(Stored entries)
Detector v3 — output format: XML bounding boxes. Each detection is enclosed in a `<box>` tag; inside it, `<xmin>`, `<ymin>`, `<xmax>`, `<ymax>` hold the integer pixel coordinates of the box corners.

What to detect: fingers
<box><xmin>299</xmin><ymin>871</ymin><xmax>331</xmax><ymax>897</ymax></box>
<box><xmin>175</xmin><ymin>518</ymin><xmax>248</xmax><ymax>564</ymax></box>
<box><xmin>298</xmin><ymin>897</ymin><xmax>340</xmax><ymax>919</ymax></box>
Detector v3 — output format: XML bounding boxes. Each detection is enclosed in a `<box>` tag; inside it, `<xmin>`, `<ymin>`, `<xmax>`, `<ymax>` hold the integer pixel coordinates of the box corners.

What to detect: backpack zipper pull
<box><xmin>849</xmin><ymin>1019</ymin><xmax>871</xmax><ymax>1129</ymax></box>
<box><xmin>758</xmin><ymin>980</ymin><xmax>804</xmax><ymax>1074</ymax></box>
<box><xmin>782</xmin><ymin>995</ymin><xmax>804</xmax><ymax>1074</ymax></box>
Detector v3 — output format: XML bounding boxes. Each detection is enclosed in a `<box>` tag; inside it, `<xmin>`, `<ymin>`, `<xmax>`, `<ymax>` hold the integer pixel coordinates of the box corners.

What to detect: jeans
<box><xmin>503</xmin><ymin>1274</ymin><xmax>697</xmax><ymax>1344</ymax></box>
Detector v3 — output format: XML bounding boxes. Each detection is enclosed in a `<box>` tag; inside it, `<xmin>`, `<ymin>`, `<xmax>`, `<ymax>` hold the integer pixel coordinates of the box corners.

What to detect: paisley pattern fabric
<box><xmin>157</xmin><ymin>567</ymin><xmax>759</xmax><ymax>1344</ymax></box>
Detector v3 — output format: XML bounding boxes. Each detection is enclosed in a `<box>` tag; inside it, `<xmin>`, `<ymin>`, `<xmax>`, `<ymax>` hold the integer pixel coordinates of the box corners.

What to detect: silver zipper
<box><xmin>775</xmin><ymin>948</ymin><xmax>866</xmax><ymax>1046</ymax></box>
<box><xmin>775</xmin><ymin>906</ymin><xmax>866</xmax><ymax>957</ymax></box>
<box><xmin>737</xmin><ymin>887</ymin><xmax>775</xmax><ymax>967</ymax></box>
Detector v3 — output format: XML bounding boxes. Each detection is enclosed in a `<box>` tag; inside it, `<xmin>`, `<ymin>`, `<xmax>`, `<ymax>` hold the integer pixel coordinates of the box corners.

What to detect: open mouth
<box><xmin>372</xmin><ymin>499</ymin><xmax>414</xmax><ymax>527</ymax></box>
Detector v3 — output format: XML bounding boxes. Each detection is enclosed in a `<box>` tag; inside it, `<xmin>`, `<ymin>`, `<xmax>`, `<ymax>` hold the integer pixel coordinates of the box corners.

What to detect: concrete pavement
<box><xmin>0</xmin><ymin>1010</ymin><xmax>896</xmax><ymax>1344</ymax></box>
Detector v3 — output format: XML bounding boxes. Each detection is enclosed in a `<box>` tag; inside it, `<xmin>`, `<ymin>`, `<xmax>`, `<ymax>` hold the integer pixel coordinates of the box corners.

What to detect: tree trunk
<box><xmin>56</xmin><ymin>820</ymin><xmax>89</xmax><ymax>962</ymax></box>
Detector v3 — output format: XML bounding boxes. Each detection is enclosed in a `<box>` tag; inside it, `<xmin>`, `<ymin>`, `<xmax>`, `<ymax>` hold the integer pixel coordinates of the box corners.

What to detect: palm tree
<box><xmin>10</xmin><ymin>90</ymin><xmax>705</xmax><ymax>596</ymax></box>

--

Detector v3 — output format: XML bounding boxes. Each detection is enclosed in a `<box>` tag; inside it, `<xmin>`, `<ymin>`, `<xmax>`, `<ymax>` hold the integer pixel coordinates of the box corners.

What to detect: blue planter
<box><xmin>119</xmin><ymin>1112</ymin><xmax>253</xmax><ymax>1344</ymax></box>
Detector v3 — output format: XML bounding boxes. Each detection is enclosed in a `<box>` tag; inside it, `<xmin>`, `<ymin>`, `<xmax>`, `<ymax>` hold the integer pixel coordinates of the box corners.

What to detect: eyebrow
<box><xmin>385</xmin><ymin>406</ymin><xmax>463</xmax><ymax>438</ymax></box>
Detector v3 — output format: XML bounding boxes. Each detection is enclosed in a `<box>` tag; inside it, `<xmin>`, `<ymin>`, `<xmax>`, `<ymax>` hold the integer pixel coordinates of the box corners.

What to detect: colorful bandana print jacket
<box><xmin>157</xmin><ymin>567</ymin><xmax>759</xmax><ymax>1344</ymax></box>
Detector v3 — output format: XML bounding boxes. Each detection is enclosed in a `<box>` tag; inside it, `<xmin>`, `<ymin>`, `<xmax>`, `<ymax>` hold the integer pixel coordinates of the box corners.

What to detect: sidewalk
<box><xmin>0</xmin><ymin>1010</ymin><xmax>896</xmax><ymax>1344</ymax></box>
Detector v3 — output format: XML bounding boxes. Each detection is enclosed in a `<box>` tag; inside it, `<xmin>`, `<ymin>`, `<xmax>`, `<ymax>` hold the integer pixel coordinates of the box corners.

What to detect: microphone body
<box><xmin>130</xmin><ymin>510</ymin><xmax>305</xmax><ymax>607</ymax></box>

**Written exercise**. Find every line in the records that contains the word "tree" and copy each one out.

**Result**.
What to detect: tree trunk
What to detect: palm tree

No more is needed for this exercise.